Records for this task:
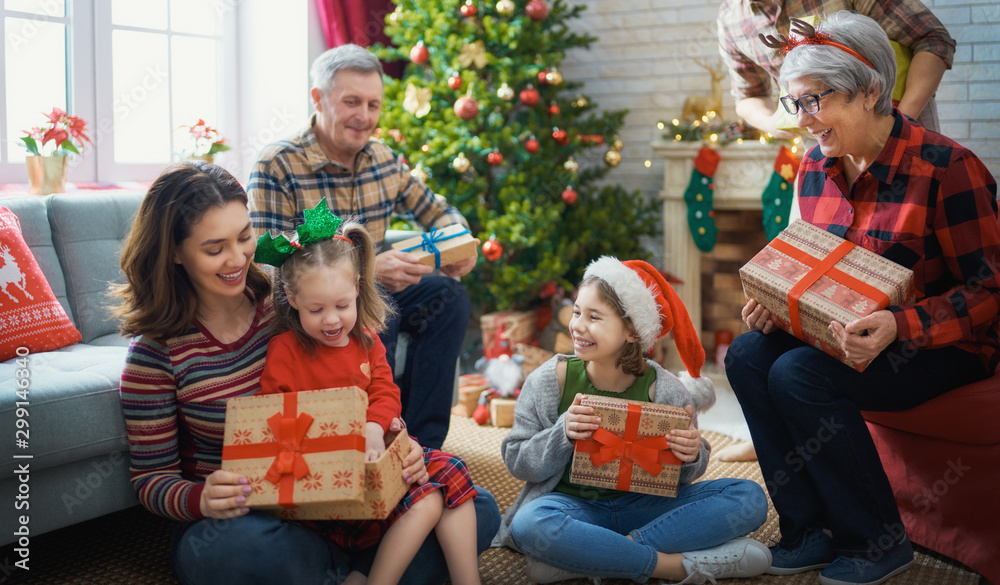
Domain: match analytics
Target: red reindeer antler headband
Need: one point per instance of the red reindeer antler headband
(809, 37)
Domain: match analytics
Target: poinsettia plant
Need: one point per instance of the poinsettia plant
(65, 133)
(203, 140)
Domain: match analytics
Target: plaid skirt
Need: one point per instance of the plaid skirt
(445, 471)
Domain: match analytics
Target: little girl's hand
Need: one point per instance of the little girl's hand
(374, 441)
(414, 470)
(581, 422)
(686, 444)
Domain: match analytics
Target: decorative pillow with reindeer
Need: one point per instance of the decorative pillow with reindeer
(30, 314)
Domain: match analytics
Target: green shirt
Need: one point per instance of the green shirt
(577, 382)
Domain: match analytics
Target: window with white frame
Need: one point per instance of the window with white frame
(137, 72)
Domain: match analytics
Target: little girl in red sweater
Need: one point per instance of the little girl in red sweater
(329, 309)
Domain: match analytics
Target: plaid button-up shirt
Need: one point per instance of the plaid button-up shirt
(752, 65)
(928, 204)
(293, 175)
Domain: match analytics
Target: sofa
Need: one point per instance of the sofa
(943, 461)
(79, 464)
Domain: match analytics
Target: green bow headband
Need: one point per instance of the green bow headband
(320, 224)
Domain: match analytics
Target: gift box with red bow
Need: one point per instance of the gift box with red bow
(301, 451)
(441, 247)
(807, 277)
(629, 451)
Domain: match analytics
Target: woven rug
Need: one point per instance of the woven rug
(132, 547)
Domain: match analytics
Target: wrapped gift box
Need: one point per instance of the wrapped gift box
(505, 329)
(629, 451)
(807, 277)
(384, 484)
(301, 451)
(441, 247)
(470, 388)
(502, 412)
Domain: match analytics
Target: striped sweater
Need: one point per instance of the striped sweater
(174, 393)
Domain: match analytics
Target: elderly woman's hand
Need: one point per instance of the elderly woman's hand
(757, 317)
(865, 338)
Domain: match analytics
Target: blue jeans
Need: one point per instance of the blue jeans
(589, 536)
(435, 313)
(262, 549)
(819, 463)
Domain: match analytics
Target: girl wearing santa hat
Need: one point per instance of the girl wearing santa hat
(570, 531)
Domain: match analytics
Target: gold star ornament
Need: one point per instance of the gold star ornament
(417, 101)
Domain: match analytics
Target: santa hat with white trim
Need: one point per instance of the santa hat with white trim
(655, 309)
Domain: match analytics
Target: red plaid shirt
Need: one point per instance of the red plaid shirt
(929, 204)
(752, 65)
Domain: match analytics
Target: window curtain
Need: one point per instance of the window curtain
(359, 22)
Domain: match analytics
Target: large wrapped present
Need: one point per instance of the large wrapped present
(441, 247)
(470, 388)
(301, 451)
(505, 329)
(807, 277)
(384, 484)
(629, 451)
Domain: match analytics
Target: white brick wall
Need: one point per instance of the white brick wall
(642, 62)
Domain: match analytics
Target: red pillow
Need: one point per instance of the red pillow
(30, 315)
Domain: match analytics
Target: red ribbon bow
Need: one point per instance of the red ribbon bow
(289, 433)
(644, 452)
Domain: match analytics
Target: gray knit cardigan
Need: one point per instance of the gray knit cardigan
(536, 451)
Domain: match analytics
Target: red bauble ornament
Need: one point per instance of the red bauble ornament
(419, 53)
(492, 250)
(529, 96)
(537, 10)
(466, 108)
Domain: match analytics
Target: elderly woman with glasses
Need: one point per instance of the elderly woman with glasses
(885, 183)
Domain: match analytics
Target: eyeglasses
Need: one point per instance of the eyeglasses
(809, 102)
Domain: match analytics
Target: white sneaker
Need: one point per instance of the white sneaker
(740, 557)
(539, 572)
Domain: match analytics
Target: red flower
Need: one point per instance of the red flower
(68, 133)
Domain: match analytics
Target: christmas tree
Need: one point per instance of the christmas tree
(483, 115)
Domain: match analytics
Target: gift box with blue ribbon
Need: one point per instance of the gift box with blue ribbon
(441, 246)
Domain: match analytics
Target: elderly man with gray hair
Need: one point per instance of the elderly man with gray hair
(334, 157)
(885, 183)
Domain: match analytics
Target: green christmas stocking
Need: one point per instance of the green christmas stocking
(698, 197)
(777, 196)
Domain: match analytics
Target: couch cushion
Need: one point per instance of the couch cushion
(30, 316)
(32, 212)
(75, 410)
(87, 231)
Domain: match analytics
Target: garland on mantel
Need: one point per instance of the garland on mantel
(776, 200)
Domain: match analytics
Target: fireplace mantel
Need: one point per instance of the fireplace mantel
(743, 173)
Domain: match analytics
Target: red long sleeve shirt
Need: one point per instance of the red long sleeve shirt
(290, 368)
(929, 204)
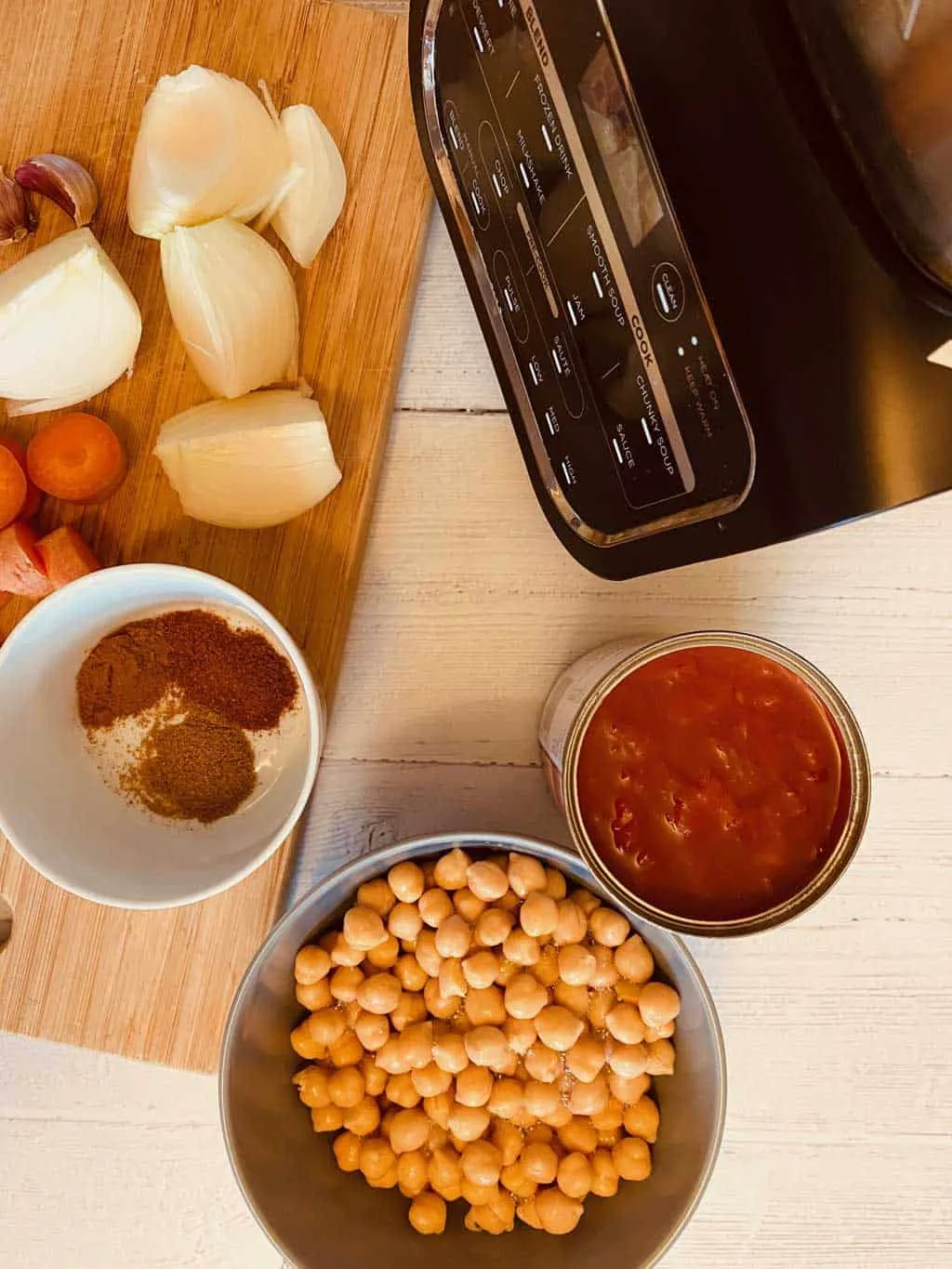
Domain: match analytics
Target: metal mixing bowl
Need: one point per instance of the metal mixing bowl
(322, 1219)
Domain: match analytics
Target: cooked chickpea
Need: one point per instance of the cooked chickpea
(311, 965)
(346, 1088)
(482, 1163)
(480, 970)
(327, 1118)
(406, 880)
(589, 1098)
(558, 1213)
(660, 1057)
(486, 1046)
(574, 1175)
(440, 1108)
(364, 1118)
(604, 1174)
(632, 1158)
(508, 1141)
(633, 959)
(544, 1064)
(313, 995)
(469, 1123)
(434, 907)
(521, 948)
(347, 1051)
(377, 895)
(525, 875)
(559, 1028)
(524, 997)
(538, 915)
(405, 920)
(402, 1091)
(572, 924)
(374, 1077)
(577, 1133)
(440, 1005)
(521, 1035)
(657, 1004)
(430, 1080)
(574, 998)
(347, 1151)
(508, 1099)
(450, 1053)
(542, 1099)
(346, 953)
(586, 1059)
(605, 973)
(485, 1007)
(493, 927)
(344, 983)
(376, 1157)
(427, 956)
(576, 965)
(410, 973)
(364, 928)
(556, 887)
(514, 1181)
(628, 1059)
(451, 869)
(379, 994)
(312, 1087)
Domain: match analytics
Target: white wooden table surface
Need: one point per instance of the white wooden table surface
(840, 1028)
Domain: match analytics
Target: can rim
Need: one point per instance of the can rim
(853, 744)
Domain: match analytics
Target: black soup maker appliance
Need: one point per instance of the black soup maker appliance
(709, 245)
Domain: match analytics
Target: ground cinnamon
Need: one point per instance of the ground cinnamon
(201, 685)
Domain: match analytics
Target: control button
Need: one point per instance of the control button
(668, 291)
(510, 298)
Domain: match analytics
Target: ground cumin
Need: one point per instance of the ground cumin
(200, 685)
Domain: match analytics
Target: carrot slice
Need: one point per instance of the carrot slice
(20, 566)
(33, 496)
(66, 557)
(77, 458)
(13, 487)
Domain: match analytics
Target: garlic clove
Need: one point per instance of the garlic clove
(62, 180)
(311, 207)
(16, 218)
(233, 306)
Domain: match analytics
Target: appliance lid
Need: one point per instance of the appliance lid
(885, 70)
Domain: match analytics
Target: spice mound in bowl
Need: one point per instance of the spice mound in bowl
(176, 707)
(181, 727)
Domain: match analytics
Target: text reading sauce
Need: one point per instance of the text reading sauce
(709, 782)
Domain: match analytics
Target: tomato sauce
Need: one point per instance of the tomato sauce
(712, 783)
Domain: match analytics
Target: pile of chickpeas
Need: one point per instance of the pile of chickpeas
(479, 1033)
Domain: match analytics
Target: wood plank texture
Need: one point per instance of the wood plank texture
(76, 73)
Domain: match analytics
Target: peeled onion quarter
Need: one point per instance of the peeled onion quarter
(233, 305)
(69, 325)
(311, 207)
(205, 148)
(249, 463)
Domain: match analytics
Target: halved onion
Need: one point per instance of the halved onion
(233, 305)
(205, 148)
(249, 463)
(69, 325)
(311, 207)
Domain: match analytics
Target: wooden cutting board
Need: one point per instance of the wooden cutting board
(75, 76)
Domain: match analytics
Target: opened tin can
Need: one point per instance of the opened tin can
(586, 685)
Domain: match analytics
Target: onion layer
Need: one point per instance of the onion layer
(69, 325)
(249, 463)
(233, 305)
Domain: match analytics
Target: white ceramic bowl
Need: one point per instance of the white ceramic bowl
(55, 806)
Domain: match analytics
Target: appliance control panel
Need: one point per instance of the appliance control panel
(622, 385)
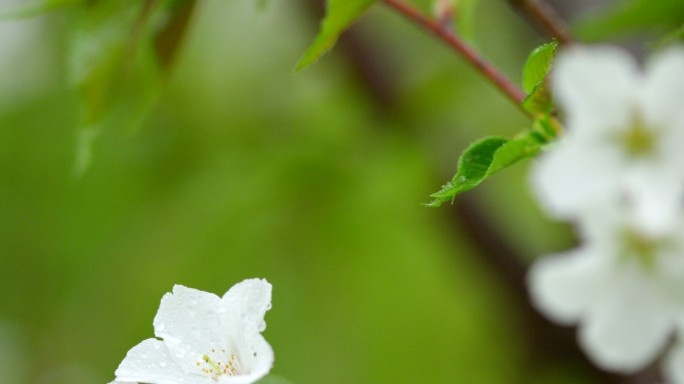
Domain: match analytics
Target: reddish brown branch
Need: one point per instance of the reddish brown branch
(490, 72)
(547, 18)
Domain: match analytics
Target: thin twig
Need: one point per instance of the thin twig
(512, 91)
(547, 18)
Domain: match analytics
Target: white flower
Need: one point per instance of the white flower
(674, 365)
(622, 287)
(624, 140)
(206, 339)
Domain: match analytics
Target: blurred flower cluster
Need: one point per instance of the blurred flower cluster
(618, 174)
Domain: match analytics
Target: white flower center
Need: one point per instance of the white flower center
(226, 364)
(639, 139)
(640, 248)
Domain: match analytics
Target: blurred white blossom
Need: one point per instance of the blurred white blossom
(622, 287)
(624, 140)
(205, 339)
(674, 365)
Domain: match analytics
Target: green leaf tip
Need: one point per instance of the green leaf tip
(485, 158)
(340, 14)
(537, 65)
(273, 379)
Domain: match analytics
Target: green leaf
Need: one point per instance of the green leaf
(485, 158)
(539, 101)
(464, 15)
(340, 14)
(673, 37)
(537, 65)
(118, 52)
(273, 379)
(631, 18)
(34, 8)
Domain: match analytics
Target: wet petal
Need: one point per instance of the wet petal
(258, 361)
(150, 362)
(188, 321)
(249, 300)
(564, 286)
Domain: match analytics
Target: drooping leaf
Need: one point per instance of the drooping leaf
(464, 15)
(630, 18)
(119, 50)
(675, 36)
(539, 101)
(537, 65)
(340, 14)
(273, 379)
(34, 8)
(485, 158)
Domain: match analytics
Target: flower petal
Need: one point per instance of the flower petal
(630, 325)
(188, 321)
(150, 362)
(564, 286)
(674, 365)
(575, 177)
(596, 86)
(249, 299)
(258, 361)
(663, 94)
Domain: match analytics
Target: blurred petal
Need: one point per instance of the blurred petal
(629, 327)
(674, 365)
(150, 362)
(663, 94)
(188, 321)
(573, 178)
(596, 86)
(565, 286)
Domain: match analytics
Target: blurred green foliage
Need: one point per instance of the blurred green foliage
(245, 170)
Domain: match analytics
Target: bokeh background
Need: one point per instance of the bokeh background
(311, 180)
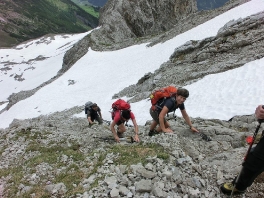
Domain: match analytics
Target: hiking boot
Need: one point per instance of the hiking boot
(227, 188)
(120, 135)
(153, 132)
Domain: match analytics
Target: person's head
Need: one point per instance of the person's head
(182, 95)
(125, 114)
(94, 106)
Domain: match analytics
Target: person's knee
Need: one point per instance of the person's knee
(121, 128)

What to do: Copy the lines above exactly. Start with the line containing "Need: one point per instance of the garlic", end with the line containing "Target: spice mound in bowl", and include both.

Answer to this task:
Need: one point per instance of the garlic clove
(62, 180)
(311, 207)
(16, 218)
(233, 306)
Domain: match analytics
Target: appliance lid
Need: one point per instance of the appliance lid
(885, 70)
Domain: match analytics
Target: spice mound in bowl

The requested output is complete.